▶ Entradas:
|---|
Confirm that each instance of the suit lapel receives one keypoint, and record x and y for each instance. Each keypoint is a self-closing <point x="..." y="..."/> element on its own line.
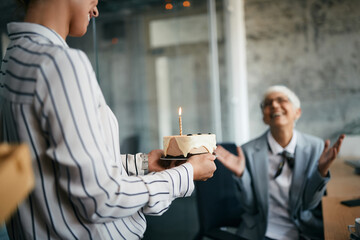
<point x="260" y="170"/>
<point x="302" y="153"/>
|---|
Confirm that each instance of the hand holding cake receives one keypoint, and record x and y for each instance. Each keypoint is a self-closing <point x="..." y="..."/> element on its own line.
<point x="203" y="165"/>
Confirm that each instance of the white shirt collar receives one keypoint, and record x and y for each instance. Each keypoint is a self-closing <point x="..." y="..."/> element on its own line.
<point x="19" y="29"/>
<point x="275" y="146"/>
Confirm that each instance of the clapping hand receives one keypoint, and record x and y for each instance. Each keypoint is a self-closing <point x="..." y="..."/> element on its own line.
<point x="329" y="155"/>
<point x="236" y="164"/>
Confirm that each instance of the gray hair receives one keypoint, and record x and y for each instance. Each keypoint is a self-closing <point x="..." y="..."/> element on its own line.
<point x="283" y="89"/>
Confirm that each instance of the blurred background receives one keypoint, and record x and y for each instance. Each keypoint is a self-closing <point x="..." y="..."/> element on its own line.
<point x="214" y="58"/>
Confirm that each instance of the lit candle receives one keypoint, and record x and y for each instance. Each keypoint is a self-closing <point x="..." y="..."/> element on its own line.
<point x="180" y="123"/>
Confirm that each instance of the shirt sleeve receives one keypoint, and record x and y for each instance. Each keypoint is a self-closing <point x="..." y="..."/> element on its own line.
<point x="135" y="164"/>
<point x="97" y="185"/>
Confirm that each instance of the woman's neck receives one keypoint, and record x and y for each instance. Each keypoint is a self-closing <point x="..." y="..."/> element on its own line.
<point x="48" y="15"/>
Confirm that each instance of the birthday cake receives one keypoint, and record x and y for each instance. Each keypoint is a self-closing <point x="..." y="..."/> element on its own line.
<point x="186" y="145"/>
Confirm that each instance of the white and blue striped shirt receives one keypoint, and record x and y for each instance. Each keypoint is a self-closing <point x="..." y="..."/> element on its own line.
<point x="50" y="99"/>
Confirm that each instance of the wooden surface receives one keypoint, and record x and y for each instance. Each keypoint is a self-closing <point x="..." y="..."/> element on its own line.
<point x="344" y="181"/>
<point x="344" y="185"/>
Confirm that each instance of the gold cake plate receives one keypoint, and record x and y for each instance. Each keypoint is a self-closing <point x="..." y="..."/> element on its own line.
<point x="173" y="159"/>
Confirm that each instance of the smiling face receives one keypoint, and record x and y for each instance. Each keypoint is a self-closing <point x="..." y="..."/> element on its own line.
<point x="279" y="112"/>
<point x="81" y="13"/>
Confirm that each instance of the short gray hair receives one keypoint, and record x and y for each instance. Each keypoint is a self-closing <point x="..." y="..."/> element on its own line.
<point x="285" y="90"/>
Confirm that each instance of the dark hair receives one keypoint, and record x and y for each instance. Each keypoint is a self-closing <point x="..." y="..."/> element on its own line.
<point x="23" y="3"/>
|---|
▶ Ejercicio propuesto: Enumera, por favor, cada línea de las entradas anteriores que contenga la palabra "cake", copiándola completa. Se distinguen mayúsculas y minúsculas.

▶ Respuesta al ejercicio:
Confirm that each instance of the hand holding cake receives one keypoint, and record x and y for each instance. Each keypoint is a self-closing <point x="..." y="..."/> element on its own line.
Confirm that each instance of the birthday cake receives one keypoint, and record x and y for each instance. Each keypoint is a self-closing <point x="..." y="..."/> element on its own line.
Confirm that each instance of the gold cake plate receives one keypoint, and record x and y for each instance. Each keypoint is a self-closing <point x="..." y="..."/> element on its own line.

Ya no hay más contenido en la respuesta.